## Directions for this task
Please return every line of the items below that contains the word "wooden". Case counts, so a line with the word in any other capitalization doesn't qualify.

§ §

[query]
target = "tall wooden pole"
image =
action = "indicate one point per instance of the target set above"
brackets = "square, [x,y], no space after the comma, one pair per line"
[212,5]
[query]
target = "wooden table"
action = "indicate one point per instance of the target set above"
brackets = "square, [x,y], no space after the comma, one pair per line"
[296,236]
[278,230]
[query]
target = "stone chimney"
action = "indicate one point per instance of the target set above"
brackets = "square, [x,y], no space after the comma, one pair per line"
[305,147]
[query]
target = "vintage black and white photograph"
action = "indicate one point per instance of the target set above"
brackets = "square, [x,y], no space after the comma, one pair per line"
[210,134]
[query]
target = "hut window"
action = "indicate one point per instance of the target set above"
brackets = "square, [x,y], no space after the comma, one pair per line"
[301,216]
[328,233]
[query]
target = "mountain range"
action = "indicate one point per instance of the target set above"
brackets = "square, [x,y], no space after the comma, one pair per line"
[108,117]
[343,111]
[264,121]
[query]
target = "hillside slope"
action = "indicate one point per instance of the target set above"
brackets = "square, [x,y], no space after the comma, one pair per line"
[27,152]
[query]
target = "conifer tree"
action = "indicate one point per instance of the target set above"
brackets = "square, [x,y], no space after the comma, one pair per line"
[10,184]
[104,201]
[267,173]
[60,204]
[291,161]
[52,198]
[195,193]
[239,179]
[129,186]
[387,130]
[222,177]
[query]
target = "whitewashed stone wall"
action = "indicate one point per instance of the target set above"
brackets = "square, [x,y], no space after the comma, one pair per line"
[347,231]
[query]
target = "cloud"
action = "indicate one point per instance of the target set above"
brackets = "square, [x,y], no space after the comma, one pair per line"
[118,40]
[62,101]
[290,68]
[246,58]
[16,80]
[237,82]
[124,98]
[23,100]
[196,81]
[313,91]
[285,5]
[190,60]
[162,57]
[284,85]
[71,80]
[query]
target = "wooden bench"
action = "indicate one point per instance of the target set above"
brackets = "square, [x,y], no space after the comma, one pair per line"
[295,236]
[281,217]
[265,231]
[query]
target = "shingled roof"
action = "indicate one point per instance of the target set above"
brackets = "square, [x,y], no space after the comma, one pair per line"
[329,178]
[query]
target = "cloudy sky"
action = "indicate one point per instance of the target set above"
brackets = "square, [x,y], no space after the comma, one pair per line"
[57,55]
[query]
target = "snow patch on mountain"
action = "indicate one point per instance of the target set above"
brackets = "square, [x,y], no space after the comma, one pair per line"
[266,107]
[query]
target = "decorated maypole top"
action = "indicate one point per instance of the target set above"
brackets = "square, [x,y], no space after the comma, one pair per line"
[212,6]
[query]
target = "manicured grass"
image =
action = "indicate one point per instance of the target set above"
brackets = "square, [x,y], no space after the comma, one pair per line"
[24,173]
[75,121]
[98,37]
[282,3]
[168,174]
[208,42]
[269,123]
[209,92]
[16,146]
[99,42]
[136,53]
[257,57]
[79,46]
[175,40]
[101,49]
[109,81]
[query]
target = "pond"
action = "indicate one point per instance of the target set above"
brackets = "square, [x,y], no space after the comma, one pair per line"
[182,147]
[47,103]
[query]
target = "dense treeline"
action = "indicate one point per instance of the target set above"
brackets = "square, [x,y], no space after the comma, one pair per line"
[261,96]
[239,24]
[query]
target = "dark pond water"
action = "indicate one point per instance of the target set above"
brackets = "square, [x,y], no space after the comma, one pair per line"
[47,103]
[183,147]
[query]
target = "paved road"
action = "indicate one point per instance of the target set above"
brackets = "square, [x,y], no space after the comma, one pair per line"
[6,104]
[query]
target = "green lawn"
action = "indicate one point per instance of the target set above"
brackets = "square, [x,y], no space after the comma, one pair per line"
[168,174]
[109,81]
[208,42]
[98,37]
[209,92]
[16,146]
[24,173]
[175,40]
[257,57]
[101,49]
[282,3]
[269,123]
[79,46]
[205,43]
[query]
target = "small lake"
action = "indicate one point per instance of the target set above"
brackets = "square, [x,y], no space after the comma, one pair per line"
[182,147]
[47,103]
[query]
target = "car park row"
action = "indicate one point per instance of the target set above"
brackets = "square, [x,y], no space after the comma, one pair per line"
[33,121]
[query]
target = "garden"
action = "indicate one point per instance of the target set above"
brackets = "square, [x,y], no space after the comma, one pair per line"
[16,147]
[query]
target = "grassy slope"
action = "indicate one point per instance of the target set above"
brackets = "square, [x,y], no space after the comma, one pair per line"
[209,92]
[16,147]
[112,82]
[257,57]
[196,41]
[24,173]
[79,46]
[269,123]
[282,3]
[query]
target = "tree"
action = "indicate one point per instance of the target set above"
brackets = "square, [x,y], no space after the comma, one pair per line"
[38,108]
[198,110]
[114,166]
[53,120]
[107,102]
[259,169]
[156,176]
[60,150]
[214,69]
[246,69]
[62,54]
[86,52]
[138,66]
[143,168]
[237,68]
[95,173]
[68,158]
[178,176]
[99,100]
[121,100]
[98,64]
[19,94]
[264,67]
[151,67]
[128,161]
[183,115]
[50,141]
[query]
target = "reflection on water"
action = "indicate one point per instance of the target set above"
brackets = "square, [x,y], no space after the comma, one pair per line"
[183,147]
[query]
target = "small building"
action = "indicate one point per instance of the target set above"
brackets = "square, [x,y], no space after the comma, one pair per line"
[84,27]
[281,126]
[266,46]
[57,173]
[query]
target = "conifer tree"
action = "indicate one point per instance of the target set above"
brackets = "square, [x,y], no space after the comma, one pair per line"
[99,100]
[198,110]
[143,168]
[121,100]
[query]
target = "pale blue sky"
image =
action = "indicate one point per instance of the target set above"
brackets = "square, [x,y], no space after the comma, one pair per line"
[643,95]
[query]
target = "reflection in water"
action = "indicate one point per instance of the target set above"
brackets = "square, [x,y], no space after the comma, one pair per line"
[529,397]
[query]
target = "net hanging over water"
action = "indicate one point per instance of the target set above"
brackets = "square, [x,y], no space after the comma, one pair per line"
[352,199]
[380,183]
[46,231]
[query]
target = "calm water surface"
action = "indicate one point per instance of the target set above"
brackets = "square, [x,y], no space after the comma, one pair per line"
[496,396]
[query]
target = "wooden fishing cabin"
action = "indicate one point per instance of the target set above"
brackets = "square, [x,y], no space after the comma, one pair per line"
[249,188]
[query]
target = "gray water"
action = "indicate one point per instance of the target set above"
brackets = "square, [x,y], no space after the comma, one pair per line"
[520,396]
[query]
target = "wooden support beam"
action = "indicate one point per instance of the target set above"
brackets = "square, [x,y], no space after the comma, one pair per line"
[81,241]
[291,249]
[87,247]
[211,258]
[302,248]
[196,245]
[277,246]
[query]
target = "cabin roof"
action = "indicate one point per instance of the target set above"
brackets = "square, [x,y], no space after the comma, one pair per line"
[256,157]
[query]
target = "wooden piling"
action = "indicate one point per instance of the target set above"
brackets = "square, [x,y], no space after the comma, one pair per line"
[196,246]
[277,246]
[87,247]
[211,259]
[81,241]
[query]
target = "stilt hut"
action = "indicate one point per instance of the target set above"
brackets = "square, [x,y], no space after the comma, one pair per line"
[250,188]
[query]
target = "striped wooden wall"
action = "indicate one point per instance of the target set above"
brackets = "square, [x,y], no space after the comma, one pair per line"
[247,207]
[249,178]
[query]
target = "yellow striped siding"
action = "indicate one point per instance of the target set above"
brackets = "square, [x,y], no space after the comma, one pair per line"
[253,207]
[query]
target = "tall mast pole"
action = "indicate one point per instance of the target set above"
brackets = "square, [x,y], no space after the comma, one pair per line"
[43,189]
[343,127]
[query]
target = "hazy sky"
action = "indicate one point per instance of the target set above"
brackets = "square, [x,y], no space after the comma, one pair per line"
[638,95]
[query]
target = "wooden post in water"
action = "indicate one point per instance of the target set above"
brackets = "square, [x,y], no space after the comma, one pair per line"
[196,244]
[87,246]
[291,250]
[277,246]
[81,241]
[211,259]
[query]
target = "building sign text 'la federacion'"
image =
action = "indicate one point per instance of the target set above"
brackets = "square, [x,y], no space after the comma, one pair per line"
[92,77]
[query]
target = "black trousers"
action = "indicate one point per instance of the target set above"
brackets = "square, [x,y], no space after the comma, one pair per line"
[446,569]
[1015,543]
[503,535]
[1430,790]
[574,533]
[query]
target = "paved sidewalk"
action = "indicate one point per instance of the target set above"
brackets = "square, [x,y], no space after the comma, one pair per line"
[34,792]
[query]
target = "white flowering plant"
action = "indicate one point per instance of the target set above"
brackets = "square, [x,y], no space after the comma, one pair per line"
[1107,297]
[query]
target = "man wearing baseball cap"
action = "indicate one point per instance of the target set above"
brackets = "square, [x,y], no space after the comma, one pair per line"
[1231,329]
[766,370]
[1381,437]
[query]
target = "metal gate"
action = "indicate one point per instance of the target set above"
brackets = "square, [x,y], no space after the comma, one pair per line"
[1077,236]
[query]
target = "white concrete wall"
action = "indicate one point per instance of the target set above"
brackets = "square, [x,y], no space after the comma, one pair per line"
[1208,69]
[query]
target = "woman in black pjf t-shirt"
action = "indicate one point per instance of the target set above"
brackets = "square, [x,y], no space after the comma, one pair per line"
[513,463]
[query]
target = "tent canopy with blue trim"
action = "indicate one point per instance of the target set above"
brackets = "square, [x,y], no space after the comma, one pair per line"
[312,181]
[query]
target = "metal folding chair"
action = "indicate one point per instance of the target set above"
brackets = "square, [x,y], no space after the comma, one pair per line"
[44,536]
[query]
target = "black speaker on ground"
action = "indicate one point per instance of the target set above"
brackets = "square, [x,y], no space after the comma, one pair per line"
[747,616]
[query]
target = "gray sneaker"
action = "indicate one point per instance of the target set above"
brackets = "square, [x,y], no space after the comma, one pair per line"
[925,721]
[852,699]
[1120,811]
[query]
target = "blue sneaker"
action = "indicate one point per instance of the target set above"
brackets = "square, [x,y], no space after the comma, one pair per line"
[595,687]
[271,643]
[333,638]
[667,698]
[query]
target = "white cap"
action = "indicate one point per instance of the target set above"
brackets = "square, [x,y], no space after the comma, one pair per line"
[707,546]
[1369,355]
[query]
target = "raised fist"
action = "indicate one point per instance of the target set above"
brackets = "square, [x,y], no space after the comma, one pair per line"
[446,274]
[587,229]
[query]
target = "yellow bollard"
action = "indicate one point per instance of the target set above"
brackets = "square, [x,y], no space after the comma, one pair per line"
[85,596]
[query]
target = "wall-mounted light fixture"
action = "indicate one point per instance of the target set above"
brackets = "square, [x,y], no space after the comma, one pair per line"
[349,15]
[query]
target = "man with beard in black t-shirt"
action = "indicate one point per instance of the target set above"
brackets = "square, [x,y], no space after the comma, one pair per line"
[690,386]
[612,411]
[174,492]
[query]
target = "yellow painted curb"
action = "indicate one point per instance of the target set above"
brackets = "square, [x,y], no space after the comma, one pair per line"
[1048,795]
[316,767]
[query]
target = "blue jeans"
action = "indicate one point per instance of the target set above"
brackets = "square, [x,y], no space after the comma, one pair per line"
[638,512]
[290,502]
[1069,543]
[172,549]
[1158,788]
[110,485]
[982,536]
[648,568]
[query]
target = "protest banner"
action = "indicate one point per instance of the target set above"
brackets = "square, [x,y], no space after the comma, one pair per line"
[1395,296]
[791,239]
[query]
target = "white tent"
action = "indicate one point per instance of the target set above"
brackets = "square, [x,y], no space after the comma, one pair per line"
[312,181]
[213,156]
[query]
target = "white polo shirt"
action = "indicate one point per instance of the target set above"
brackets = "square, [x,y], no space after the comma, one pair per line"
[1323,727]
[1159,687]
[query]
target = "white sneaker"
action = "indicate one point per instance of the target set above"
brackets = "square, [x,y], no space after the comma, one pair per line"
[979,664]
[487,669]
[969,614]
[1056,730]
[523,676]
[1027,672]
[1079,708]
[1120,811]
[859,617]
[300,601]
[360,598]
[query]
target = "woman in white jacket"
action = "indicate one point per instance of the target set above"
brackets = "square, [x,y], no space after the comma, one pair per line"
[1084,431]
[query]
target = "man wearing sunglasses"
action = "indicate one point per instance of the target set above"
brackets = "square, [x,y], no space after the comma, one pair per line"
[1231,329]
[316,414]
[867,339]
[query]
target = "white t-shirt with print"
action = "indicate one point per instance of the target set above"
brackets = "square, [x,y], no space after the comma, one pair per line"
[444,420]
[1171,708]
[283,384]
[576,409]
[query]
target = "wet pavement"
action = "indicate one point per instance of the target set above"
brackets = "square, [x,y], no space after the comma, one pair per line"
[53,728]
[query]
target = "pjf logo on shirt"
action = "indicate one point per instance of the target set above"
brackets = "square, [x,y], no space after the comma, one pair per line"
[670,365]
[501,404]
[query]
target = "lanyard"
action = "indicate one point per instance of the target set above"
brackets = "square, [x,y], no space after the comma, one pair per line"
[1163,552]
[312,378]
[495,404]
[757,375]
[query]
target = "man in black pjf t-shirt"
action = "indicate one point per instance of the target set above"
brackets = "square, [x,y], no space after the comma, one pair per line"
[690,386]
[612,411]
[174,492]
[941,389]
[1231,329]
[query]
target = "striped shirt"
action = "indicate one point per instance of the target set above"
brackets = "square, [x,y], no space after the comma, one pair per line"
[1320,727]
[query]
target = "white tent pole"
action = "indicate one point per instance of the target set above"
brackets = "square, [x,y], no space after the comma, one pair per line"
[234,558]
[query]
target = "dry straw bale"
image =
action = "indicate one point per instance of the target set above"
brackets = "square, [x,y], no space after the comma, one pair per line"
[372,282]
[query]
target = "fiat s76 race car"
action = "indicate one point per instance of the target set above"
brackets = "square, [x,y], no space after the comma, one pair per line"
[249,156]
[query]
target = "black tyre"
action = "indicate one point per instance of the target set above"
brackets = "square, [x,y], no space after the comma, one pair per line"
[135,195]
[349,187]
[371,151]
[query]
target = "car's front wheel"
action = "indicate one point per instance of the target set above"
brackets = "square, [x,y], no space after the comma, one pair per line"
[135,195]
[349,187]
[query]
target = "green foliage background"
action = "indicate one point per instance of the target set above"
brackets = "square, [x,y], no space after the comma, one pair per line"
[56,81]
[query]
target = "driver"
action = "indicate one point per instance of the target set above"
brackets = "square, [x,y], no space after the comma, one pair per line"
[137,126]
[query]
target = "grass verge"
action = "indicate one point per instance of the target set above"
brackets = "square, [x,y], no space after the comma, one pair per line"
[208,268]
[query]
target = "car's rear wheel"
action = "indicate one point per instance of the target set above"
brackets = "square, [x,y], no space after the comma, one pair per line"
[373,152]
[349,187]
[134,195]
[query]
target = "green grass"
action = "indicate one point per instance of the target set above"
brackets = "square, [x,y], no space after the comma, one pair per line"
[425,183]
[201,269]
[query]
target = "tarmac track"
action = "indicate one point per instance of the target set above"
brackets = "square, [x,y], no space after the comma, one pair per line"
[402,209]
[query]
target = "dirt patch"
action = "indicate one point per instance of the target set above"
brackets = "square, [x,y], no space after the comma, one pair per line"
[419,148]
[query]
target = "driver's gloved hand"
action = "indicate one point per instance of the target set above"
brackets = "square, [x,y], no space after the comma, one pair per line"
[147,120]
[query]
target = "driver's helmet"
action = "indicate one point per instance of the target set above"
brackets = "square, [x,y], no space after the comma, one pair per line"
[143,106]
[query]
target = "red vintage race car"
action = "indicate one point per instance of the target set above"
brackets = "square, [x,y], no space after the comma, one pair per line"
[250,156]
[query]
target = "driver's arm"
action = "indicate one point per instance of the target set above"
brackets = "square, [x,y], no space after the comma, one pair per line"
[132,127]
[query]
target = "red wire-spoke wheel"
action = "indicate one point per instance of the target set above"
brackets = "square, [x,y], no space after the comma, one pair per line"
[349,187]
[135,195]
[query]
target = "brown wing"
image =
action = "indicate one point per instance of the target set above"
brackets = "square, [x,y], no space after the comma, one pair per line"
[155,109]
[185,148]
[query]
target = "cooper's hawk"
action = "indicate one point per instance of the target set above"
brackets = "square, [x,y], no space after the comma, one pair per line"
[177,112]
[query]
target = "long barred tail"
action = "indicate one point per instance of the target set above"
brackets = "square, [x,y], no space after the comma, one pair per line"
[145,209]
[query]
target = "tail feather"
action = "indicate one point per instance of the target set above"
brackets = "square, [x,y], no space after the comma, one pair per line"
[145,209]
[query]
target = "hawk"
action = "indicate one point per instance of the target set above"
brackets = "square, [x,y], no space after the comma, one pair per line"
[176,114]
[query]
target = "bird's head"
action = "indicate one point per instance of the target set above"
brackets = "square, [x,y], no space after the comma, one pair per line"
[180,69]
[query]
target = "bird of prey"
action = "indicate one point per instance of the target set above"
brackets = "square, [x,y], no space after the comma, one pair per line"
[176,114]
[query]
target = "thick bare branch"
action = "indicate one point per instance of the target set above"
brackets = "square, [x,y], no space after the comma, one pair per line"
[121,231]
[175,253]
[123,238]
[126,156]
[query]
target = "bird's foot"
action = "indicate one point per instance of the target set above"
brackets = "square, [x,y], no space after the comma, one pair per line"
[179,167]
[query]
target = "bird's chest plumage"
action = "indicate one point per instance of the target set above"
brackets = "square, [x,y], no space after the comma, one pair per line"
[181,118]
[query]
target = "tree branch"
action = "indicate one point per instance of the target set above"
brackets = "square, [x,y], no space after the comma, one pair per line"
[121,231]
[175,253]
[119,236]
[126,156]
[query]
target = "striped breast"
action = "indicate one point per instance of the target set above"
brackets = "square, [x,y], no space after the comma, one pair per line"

§ §

## Task output
target = "tall wooden pole"
target = "wooden table"
target = "wooden bench"
target = "wooden fishing cabin"
target = "wooden support beam"
target = "wooden piling"
target = "striped wooden wall"
target = "wooden post in water"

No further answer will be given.